### [Exercise objective]
Pictures aside, repeat every entry exactly.

### [Supplied entries]
- - -

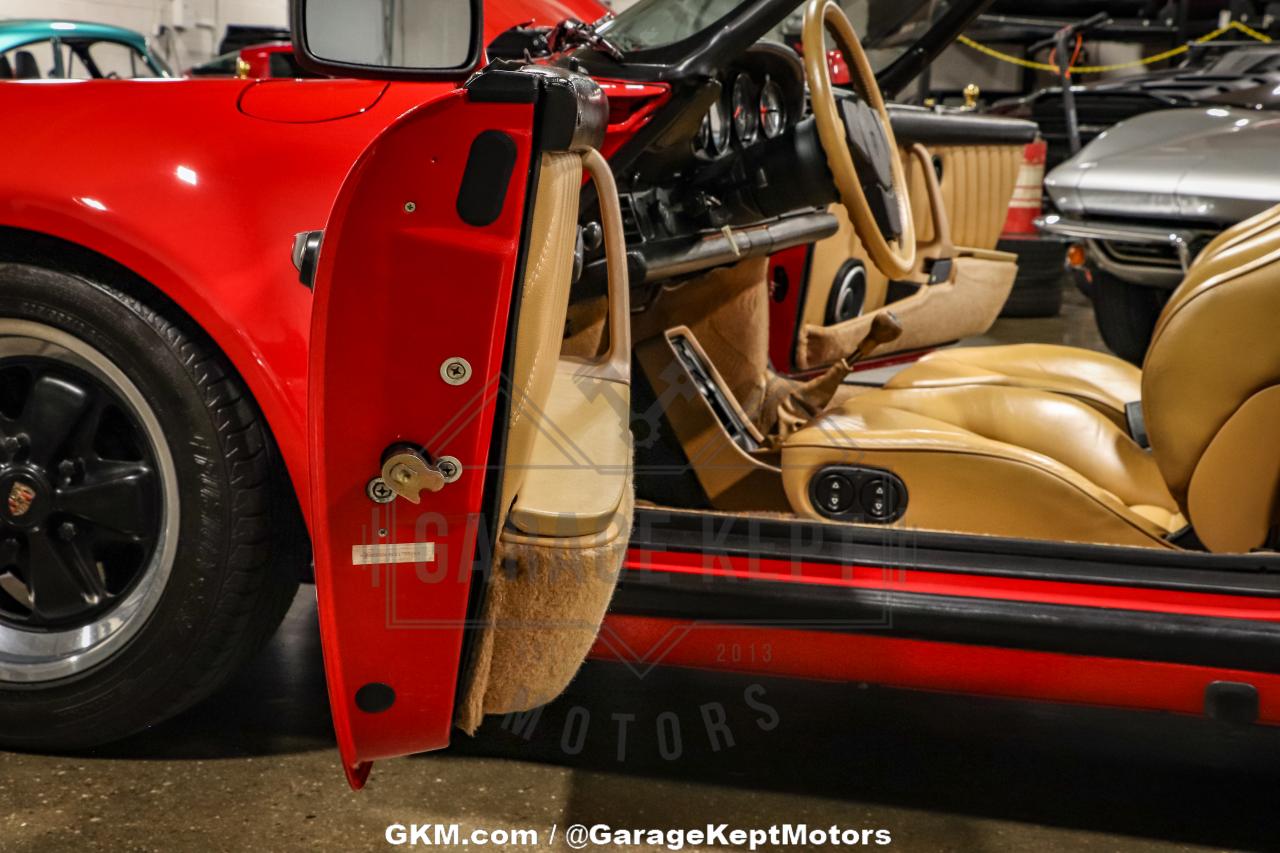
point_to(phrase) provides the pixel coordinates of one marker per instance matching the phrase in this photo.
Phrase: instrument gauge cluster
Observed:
(760, 97)
(773, 109)
(746, 110)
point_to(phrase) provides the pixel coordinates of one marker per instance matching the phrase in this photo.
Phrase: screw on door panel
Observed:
(449, 468)
(379, 492)
(456, 370)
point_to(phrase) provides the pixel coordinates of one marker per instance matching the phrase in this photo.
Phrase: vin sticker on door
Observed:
(388, 555)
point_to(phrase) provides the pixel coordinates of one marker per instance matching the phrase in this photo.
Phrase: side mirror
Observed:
(389, 39)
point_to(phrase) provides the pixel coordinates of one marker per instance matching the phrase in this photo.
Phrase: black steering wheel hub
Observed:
(873, 160)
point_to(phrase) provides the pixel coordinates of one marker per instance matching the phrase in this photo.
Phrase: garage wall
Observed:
(184, 31)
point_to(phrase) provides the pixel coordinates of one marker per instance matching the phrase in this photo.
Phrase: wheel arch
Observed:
(49, 251)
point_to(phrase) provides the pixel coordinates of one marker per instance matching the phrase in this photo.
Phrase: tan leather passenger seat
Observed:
(993, 459)
(1102, 381)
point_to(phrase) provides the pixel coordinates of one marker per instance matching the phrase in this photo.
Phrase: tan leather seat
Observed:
(1102, 381)
(993, 459)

- - -

### [Reply]
point_to(phrase) provides the pixel coordinates of one marker per instance matching the phrase in this photo.
Phrase: instrument gauge cluster
Observed:
(760, 97)
(773, 109)
(746, 110)
point_to(phrase) provides the pixel coordinates of one marker per instance matching the phrase in this photo.
Phrase: screw on door panel
Observed:
(449, 468)
(379, 492)
(456, 370)
point_to(phrase) provides the pixel coordinates of one marker per instance matching the phrase in this photo.
Phrase: vin sticker on door
Observed:
(388, 555)
point_to(phrase) provides the pixel coordinates of one marker per instance matching the phrase in this photo.
Phrase: side mirror
Observed:
(389, 39)
point_to(phrase) provides the pixel coordinates of one marker per instance matching the phrase in this photo.
Phrase: black steering wheel hub
Observed:
(873, 160)
point_to(phrase) provides the pixel coordinates of one marker per instance matching the phrase in this photo.
Phrase: garage wall
Observed:
(184, 31)
point_to(phrase) provides the pixel coordinates of one marker per instance matching the phrase in this photo.
Phrase: wheel arch
Observed:
(49, 251)
point_to(phrase) provides the pixel coordinates of one marker per instance matching the phrase in this photo.
Phrase: tan leather passenger seat
Observed:
(993, 459)
(1102, 381)
point_to(phrase) provides the pixel coordinates of one marker per instance matching the phrase in this photo.
Phrase: tan leather seat
Observed:
(1102, 381)
(993, 459)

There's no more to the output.